*Task input*
☆ ☆ ☆

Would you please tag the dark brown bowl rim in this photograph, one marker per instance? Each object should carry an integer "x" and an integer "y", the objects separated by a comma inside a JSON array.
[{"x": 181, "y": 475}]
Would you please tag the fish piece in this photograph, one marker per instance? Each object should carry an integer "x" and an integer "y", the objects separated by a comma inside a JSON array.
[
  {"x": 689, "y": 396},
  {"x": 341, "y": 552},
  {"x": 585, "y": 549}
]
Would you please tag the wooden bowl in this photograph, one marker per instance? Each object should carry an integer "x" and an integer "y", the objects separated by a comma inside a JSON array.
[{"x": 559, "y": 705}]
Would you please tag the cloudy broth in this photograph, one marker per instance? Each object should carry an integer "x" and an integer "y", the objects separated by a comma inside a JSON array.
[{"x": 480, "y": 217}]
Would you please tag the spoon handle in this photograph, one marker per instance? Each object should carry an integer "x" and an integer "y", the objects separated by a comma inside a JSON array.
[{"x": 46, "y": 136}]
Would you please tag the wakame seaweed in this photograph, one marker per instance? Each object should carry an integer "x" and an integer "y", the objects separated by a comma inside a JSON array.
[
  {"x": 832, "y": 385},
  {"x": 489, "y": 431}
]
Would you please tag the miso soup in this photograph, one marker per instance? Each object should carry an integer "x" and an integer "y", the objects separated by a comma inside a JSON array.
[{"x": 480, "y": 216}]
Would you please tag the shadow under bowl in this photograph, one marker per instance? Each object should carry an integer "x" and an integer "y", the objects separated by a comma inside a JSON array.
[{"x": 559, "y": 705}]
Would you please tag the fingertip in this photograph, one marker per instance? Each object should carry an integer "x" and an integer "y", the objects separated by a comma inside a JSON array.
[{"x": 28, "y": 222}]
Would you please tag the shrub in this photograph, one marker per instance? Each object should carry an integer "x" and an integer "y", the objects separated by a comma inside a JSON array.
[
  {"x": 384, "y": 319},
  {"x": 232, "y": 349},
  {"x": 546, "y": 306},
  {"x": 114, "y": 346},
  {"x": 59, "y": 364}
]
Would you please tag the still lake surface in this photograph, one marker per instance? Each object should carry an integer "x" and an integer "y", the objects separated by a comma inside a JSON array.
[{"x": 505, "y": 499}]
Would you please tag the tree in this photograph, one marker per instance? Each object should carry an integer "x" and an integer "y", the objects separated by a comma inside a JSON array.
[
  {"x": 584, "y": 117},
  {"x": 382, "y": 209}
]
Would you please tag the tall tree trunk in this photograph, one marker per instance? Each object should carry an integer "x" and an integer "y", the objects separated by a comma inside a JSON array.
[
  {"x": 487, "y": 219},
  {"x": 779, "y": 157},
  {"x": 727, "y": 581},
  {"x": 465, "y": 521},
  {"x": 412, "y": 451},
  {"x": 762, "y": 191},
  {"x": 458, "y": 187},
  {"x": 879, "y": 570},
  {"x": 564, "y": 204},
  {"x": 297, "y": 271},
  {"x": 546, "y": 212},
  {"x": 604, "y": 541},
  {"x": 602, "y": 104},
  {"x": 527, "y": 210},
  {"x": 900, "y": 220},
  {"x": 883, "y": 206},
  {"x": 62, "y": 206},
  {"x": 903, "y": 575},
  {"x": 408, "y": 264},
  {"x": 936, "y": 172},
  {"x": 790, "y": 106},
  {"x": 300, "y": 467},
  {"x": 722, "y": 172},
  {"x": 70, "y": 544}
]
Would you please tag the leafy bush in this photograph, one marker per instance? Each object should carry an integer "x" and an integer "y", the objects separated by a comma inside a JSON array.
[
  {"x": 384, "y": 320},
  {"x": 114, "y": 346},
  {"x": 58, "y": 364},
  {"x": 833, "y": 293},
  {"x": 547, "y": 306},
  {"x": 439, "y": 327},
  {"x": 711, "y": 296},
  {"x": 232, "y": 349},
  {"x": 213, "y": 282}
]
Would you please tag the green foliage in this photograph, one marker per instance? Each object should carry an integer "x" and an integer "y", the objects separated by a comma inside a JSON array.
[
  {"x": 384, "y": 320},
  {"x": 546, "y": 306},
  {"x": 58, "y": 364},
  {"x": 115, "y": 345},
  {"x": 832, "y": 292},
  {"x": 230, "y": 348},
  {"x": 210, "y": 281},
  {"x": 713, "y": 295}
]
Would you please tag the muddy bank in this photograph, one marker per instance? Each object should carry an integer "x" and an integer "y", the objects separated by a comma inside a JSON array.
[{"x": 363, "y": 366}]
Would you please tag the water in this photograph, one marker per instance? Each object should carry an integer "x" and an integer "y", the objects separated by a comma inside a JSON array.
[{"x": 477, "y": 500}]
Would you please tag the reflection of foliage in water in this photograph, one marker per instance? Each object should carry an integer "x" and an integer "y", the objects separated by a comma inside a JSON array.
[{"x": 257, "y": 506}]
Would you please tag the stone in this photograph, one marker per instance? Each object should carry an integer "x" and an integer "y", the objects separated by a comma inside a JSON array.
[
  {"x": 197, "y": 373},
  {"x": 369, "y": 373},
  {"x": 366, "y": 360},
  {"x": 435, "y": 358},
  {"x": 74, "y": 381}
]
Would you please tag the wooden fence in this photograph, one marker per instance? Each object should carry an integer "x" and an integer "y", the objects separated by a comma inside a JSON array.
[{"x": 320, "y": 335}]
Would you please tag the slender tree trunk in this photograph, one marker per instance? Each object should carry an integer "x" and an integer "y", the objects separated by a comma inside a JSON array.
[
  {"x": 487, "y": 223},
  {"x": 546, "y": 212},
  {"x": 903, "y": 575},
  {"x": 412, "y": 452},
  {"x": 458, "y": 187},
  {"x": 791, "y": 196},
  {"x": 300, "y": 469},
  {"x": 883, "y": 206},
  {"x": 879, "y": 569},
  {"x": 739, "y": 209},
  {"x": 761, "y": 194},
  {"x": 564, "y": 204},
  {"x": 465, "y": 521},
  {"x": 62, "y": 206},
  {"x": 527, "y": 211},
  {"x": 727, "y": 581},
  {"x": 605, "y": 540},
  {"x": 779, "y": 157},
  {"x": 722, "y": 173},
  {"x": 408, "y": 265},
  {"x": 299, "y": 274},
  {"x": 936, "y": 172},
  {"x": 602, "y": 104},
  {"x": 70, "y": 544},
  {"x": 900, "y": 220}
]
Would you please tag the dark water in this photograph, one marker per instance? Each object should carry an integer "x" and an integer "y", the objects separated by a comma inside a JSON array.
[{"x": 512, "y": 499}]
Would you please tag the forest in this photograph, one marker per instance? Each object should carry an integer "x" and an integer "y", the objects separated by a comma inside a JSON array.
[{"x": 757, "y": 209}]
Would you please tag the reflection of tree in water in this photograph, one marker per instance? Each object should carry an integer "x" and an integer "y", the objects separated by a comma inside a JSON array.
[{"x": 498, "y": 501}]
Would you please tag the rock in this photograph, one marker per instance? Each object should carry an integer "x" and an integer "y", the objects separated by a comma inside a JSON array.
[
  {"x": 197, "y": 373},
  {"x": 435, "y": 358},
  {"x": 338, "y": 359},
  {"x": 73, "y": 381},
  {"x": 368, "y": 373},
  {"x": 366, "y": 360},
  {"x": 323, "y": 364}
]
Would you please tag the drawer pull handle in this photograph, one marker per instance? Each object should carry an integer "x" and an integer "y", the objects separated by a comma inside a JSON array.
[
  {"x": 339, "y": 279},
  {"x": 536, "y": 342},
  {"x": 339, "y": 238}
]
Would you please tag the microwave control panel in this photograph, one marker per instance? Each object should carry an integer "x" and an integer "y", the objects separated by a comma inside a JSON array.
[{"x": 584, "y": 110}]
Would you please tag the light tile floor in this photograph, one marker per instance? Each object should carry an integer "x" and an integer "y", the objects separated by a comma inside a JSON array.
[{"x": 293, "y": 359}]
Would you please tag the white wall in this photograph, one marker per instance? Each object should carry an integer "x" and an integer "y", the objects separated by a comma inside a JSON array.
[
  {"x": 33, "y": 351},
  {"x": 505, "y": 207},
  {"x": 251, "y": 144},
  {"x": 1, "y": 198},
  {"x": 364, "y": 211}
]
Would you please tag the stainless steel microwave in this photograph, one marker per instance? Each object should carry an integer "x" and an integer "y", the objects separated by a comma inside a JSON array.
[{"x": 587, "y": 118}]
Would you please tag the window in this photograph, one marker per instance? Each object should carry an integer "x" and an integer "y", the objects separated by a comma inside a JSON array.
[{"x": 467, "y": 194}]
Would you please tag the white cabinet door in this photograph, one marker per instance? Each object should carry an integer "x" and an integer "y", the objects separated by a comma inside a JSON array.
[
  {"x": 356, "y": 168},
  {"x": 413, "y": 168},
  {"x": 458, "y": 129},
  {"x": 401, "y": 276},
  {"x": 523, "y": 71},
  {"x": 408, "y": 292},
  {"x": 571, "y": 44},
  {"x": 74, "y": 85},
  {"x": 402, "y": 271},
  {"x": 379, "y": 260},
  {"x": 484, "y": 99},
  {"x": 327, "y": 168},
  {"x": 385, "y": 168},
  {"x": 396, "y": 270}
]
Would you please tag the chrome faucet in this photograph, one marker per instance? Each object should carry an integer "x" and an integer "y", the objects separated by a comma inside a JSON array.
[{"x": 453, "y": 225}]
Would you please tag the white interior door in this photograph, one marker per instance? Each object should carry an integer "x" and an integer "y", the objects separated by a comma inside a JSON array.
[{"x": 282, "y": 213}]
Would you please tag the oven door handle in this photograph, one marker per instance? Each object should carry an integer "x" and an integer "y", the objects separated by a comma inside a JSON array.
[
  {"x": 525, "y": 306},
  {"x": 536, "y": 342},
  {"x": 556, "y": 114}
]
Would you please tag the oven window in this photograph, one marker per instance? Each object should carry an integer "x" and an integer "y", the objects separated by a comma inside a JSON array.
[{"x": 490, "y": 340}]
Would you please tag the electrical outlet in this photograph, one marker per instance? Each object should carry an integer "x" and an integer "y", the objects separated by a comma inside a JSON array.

☆ ☆ ☆

*What is needed*
Only the lines from the one containing "Would you please tag the stainless" through the end of the material should be reproduced, exactly, with both ends included.

*Output of the exercise*
Would you please tag the stainless steel microwave in this photograph, one marker per instance? Each object should carry an integer "x" and an integer "y", the objects separated by a comma inside a JSON array.
[{"x": 587, "y": 118}]
Would you please tag the window in this photograph, one marker per instance? Each object should carry an integer "x" and an integer "y", the objects separated by a comma inside a JSON array.
[{"x": 467, "y": 194}]
Would you please tag the white cabinet door in this photograph, one marker per instance? Each object should carry an integer "x" and an integer "y", the objects separated by a comma inside a JSON array.
[
  {"x": 356, "y": 168},
  {"x": 413, "y": 168},
  {"x": 458, "y": 129},
  {"x": 401, "y": 276},
  {"x": 523, "y": 71},
  {"x": 408, "y": 292},
  {"x": 571, "y": 44},
  {"x": 74, "y": 85},
  {"x": 402, "y": 271},
  {"x": 379, "y": 260},
  {"x": 484, "y": 99},
  {"x": 327, "y": 168},
  {"x": 385, "y": 168},
  {"x": 396, "y": 270}
]
Would you please tag the chrome faucet in this photograph, one marker per instance? Each object should carry an integer "x" and an integer "y", the objects separated by a comma inside a JSON array.
[{"x": 453, "y": 225}]
Would you please tag the white interior door in this photograph, one marker per instance? Each object should carry an integer "x" and an integer "y", the objects separated by a comma inside a JSON array.
[{"x": 282, "y": 213}]
Would you please tag the oven door handle in this photograph, one marker per instance? Each object should carry an integer "x" and an integer "y", the objects separated by a comma inside a JSON array.
[
  {"x": 525, "y": 306},
  {"x": 536, "y": 342},
  {"x": 556, "y": 114}
]
Would you please tag the oven window in this photograph, one marker per instance? Each object should carry an integer "x" and an integer "y", the objects separated by a comma inside a JSON array.
[{"x": 490, "y": 340}]
Would you please tag the electrical outlet in this photograph, one marker per instance? Each object should carry an integer "x" and an integer "y", the objects separated by a comma inside a JSON array.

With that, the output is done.